### 記述課題
以下の資料を最初から最後まで、一字一句変えずに書き写してください。

### 提供データ
****

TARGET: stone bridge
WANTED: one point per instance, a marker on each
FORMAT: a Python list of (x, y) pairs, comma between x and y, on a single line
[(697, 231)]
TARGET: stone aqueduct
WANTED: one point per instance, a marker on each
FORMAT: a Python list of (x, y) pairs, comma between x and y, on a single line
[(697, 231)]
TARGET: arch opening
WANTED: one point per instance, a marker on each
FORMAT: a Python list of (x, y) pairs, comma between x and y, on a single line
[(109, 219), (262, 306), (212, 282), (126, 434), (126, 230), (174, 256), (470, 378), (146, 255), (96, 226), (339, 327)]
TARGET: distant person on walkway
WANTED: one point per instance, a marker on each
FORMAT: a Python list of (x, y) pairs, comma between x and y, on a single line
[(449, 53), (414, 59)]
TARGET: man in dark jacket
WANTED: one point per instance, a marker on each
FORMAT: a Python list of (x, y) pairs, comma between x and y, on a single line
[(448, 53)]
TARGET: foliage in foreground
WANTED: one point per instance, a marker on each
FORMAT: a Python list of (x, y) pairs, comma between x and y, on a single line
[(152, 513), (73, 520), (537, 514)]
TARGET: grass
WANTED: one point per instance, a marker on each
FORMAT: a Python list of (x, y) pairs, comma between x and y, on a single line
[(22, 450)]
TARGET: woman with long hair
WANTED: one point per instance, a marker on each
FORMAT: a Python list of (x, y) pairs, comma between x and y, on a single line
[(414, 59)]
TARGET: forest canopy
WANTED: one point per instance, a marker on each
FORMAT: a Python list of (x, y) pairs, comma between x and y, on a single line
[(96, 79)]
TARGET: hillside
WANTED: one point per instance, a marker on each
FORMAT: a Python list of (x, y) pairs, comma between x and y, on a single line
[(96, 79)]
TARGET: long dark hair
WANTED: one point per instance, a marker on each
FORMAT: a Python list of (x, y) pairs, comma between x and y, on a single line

****

### 出力結果
TARGET: stone bridge
WANTED: one point per instance, a marker on each
FORMAT: a Python list of (x, y) pairs, comma between x and y, on a single line
[(697, 231)]
TARGET: stone aqueduct
WANTED: one point per instance, a marker on each
FORMAT: a Python list of (x, y) pairs, comma between x and y, on a single line
[(697, 231)]
TARGET: arch opening
WANTED: one point per instance, a marker on each
FORMAT: a Python list of (x, y) pairs, comma between x and y, on a single line
[(109, 219), (262, 306), (212, 282), (126, 434), (126, 230), (174, 256), (470, 378), (146, 255), (96, 226), (339, 327)]
TARGET: distant person on walkway
WANTED: one point per instance, a marker on each
FORMAT: a Python list of (x, y) pairs, comma between x and y, on a single line
[(449, 53), (414, 59)]
TARGET: man in dark jacket
WANTED: one point per instance, a marker on each
FORMAT: a Python list of (x, y) pairs, comma between x and y, on a single line
[(448, 53)]
TARGET: foliage in foreground
WANTED: one point per instance, a marker on each
FORMAT: a Python list of (x, y) pairs, comma between x and y, on a single line
[(152, 513), (73, 520), (537, 514)]
TARGET: grass
WANTED: one point per instance, a marker on each
FORMAT: a Python list of (x, y) pairs, comma between x and y, on a single line
[(22, 450)]
TARGET: woman with long hair
WANTED: one point per instance, a marker on each
FORMAT: a Python list of (x, y) pairs, comma between x and y, on a single line
[(414, 59)]
TARGET: forest canopy
WANTED: one point per instance, a marker on each
FORMAT: a Python list of (x, y) pairs, comma between x and y, on a single line
[(96, 79)]
TARGET: hillside
WANTED: one point per instance, a marker on each
FORMAT: a Python list of (x, y) pairs, comma between x and y, on a single line
[(96, 79)]
TARGET: long dark hair
WANTED: one point per instance, a marker on each
FORMAT: a Python list of (x, y) pairs, comma between x and y, on a single line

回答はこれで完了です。